> ACTIONS TO TAKE
- a) Decide whether each statement agrees with the "Frost" review below: (i) Abby drives to her father's cabin after five years apart from him; (ii) the film was shot in summer in the San Bernardino mountains; (iii) Robert Thompson directed the film. Answer yes or no for each and quote the words of the review that settle it.
- b) Pick up the "Frost" film review below and keep writing it from the point where it stops.

> TEXT EXCERPT
──────────────────────────────

Hypothermia is EVIL’s Coldest Best Friend. “Frost” reviewed! (Cleopatra Entertainment and MVD Visual / Blu-ray)

Get the Bluray and Soundtrack for “Frost!”

Seeking to reconnect with her estranged father, Grant, after five years, pregnant Abby drives up the mountainous rural cabin.    Though not the warmest welcome she was expecting with the sudden pregnancy announcement dropped into her father’s lap, the two manage to find common ground and connect again while reliving memories of Abby’s mother.  Their threadbare bond sparks an impromptu finishing trip to the local creek and as the begin to open up a little more with each other, their car accidently runs off the road and declines down a gradual mountain decline before becoming wedged in a thicket of tree branches.   Abby, stuck in the passenger seat facing a steep cliffside dropoff, is trapped and injured.  As Grant goes for help up the mountain, a severe storm rolls in bringing harsh weather and freezing temperatures down upon Abby who desperately tries to keep warm and prays to not go into early labor before emergency rescue can come to her aid. 

Snowy winter thrillers can be harrowingly exciting as much of the plot is fused with the icy and treacherous environment that make lives at stake higher. The snow and the ice become threatening characters and when combined with, at times, a more conventional and concentrated story antagonists, foreseeing path for survival can often feel frigidly impossible. There’s little room for error, there’s little room for warmth, but there’s always an unpredictable heap of bone-chilling snow as far as the eye can see and the elements are only but nature’s natural attributes man has yet to confidently conquer. “Frost” plays into mother nature’s strength when squalling down below freezing wind and snow upon a woman trapped in her own car. The 2022 released, Brandon Slagle (“Attack of the Unknown”) directed “Frost” goes for the jugular in a woman versus nature survival suspenser penned by frequent Slagle aide-de-camp Robert Thompson. The “Aftermath” and “Crossbreed” screenwriter adapts “Frost” from a story by “From Jennifer” writer-director James Cullen Bressack. Shot during the winter in the San Bernardino mountains, “Frost” is produced by the film’s star Devanny Pinn and Cleopatra Music’s Vice President Tim Tasui under the bankroll and production support of Bressack’s JCB Pictures, Inc., Snow Leopard Entertainment, Sandaled Kid Productions, Multiverse Cinema, and Cleopatra Entertainment founders Brian and Yvonne Perera along with Pinn’s co-star Vernon Wells and The Asylum’s Jarrett Furst serving as associate producers.

──────────────────────────────

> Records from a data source
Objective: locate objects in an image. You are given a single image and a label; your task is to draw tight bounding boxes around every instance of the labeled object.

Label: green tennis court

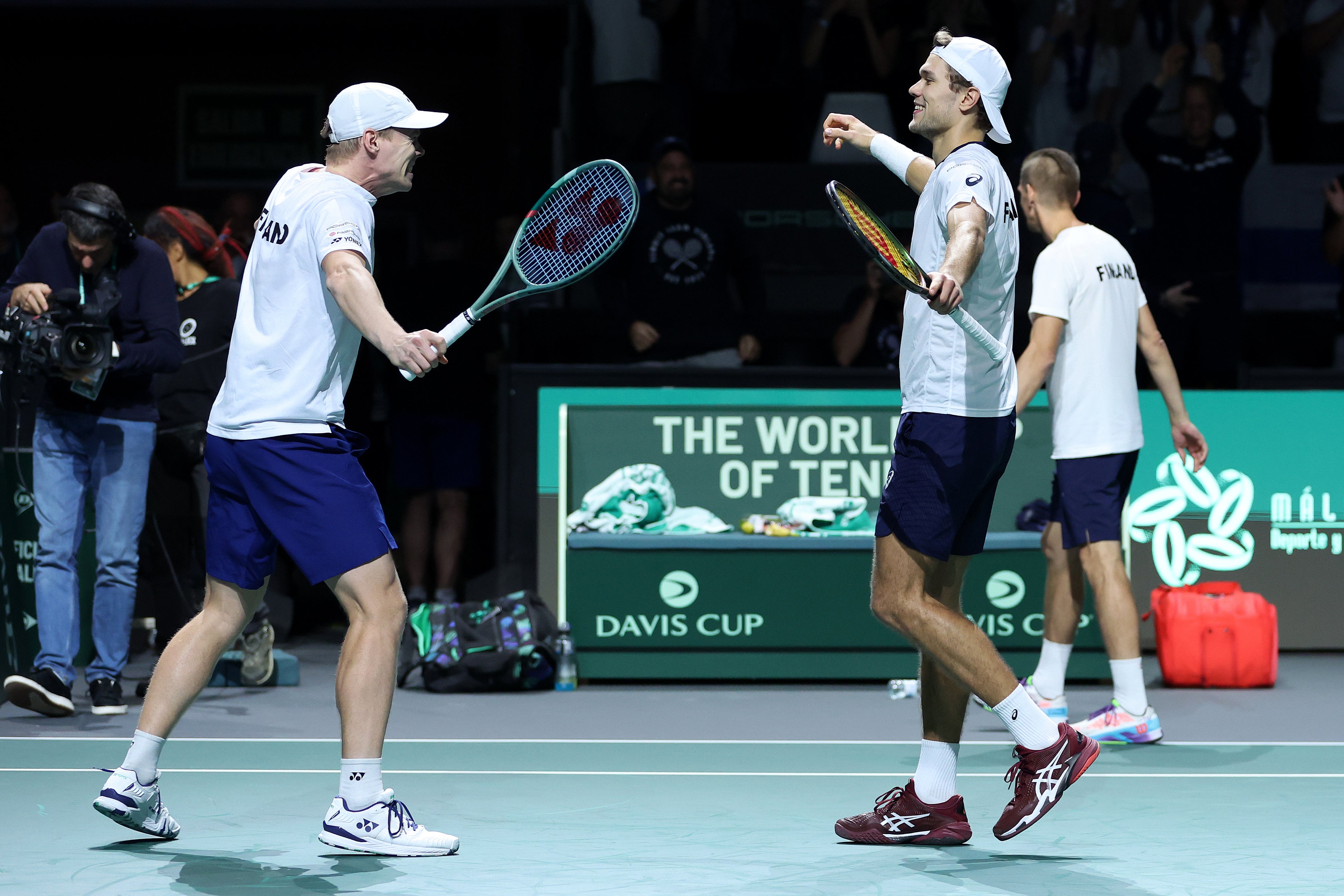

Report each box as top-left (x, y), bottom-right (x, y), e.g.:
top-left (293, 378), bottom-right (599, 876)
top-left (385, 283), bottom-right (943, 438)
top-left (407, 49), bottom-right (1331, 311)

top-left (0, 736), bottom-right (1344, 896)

──────────────────────────────

> RESULTS FOR THE EXERCISE
- a)
(i) Yes: "Seeking to reconnect with her estranged father, Grant, after five years, pregnant Abby drives up the mountainous rural cabin."
(ii) No: "Shot during the winter in the San Bernardino mountains"
(iii) No: "Brandon Slagle (“Attack of the Unknown”) directed" and "penned by frequent Slagle aide-de-camp Robert Thompson"

- b)
“Frost” fits into the solo survivalist subgenre category and only characterizes with three actors and a trained wolf. At the tip of the cast spear is independent film producer and broad-brush horror actress and filmmaker Devanny Pinn (“Nude Nuns with Big Guns,” “The Dawn”) in the principal role of Abby, a woman seeking to rekindle her relationship with her reclusive father living in the mountains because of her pregnancy. Genre legend actor Vernon Wells (“Innerspace, “Commando”) opposites Pinn as Abby’s estranged father who’s happy to see his daughter but feels initially threatened by the pregnancy announcement. Understanding the dynamic between Abby and her father was easy as we’ve seen this type of teetering relationship before from a slightly rebellious, new age child returning home to find familiarity with a widowed and waning parent. Pinn and Wells pull off the several stages of reconnecting from the heated exchanges to the sappy moments of loss to the unexpected joy the two characters can bring out of each other, but what’s more difficult to comprehend is the source material. What causes the father and daughter to divide in the first place and how does that division’s role play out in the perilous predicament of an isolating car crash during a severe winter storm? For the sake of critique, one could say that their dissolving disputable divisiveness ends in irony as if the cosmos ultimately pulls them a part in a fitful storm of rage. Wells does what he can to make the initial crash scene comforting while exuding a positive outcome, but the veteran actor appears blank to severity, especially as a woodsman father soon to be a grandfather. Much of “Frost’s” edge of your seat trepidation is shouldered upon Devanny Pinn to take reins of providing the emotional embattlement against the unforgiving weather elements and animal food chain. Armed with nothing more than the dwindling car’s battery to provide heat and a charged lighter as well as whatever lures and first aid accompaniments in her father’s tacklebox, a rather lightly dressed, nearly to term pregnant Abby is pinned to her seat, backed to the edge of a cliff, and must face the cold and wolves until her father retrieves a rescue party. Pinn does what she can to fill in a quivering battle between life and death with a story that’s heavily reliant on a cigarette outlet to ward off a snarling wolf and can burn through seat belts in a single charge. That’s independent move magic for you, folks!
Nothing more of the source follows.